Ваши задания:
• 1. Где, судя по отрывку о событиях в Лубнах, уже находились гордиенковцы по сведениям от раненых?
• 2. Продолжите отрывок о событиях в Лубнах, начав сразу после его последней фразы.

Страница:
▼

Двадцать шестого марта, выйдя, как обычно, поутру на берег, я сразу почувствовал, что большевики отступают. Вдали перестреливались бронепоезда, виднелись какие-то колонны, но общая обстановка явно изменилась. Фронт сильно подвинулся на восток. Рассказывали, что германская конница идет красным в тыл. Еще дня через три от раненых стало известно, что гордиенковцы уже в Хороле. До Лубен доносился по временам отдаленный гул артиллерийской стрельбы. На базаре, правда, шли толки на тему – пришли паны и привели с собой немцев… – но разговорами пока дело и ограничивалось. Демобилизованные солдаты сразу присмирели. На них очень подействовал вид прошедших германских дивизий и появившиеся повсюду часовые в стальных касках со штыками-кинжалами.
…У меня проходит послефронтовая апатия, к германцам за неделю привык. Сложнее было с украинцами. Хотелось драться, хотя бы и в украинских войсках, но при условии, что Украина – это «не всерьез» и, во всяком случае, не навсегда. Появилась даже мысль, что чем больше будет под украинским флагом «просто русских», тем лучше. Больше уверенности, что желто-голубое знамя не навсегда. Близкие меня не удерживали, – даже советовали не откладывать поступления.
– Все равно ведь запишешься, так лучше поступай сразу в конно-горную… Там, по крайней мере, офицеры твоего училища.

▲

Набор данных:
▼

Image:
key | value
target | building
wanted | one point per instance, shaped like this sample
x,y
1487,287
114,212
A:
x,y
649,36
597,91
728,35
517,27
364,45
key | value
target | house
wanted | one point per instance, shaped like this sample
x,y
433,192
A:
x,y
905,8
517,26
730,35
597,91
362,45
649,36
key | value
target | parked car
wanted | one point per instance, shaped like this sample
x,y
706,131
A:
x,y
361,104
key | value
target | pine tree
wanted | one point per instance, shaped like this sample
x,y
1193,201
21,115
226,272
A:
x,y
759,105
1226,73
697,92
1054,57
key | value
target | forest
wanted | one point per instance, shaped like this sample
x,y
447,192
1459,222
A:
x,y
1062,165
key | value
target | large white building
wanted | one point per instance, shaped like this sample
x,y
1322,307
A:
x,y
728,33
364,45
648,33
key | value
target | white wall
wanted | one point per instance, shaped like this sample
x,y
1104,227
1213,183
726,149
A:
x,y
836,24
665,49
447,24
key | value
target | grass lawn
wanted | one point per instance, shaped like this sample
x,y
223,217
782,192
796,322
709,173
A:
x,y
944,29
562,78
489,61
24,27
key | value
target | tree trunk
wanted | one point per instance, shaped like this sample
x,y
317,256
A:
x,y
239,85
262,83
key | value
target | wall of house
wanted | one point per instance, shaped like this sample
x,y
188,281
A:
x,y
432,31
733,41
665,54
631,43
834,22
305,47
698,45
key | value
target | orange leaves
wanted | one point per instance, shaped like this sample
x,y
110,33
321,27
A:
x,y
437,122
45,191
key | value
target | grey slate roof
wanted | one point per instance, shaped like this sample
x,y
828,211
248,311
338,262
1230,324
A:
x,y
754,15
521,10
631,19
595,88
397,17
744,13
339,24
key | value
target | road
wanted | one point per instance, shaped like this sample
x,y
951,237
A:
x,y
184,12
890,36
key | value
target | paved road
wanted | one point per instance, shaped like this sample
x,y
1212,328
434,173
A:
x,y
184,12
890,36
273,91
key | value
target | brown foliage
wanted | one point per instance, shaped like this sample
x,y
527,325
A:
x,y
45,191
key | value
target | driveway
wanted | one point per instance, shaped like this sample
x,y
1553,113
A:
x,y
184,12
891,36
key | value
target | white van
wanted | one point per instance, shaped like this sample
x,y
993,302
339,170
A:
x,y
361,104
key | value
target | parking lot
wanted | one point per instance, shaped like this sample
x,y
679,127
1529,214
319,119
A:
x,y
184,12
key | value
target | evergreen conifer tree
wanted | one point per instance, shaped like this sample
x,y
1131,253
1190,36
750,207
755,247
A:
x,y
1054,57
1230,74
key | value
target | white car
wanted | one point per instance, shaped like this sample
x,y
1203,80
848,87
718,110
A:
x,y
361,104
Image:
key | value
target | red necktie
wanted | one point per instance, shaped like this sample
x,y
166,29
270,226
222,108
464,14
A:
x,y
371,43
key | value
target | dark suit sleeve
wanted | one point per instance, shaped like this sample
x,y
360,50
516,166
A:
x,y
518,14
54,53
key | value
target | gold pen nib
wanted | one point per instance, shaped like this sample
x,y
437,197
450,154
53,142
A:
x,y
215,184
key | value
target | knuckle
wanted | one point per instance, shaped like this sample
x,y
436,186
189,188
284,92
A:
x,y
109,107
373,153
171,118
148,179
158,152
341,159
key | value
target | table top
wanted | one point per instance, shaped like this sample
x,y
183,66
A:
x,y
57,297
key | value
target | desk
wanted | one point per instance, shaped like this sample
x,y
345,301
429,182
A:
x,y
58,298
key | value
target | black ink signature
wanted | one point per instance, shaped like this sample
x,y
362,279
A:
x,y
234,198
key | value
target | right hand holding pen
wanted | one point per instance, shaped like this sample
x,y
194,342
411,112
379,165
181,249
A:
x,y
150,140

▲

Ответы к упражнениям:
• 1. В Хороле.

• 2.
Решил съездить представиться инспектору артиллерии. Штаб дивизии стоял уже на станции Ромодан. Надел шашку с анненским темляком, привинтил к кителю снятый при большевиках значок Михайловского училища, золотой александровский орел с пушками. Являться по начальству, так по-настоящему. Без погон, правда, как-то глупо, но погон никто не надевал. У украинцев не положено. Приехал на вокзал. Пассажирские поезда еще не ходят. Близко фронт. Одни германские эшелоны. Как раз должен ехать в Ромодан штаб их дивизии. Я решил рискнуть. Люди вежливые – в крайнем случае не разрешат и все. Вошел в вагон второго класса. Часовой у входа пропустил, ничего не спросив. Навстречу мне шел пожилой офицер в фуражке с красным околышем. Я взял под козырек. Офицер ответил на приветствие и спросил на довольно сносном русском языке, кто я такой и что мне нужно. Выслушал и стал очень любезным:
– О да, ви, конечно, можете ехать наш эшелон.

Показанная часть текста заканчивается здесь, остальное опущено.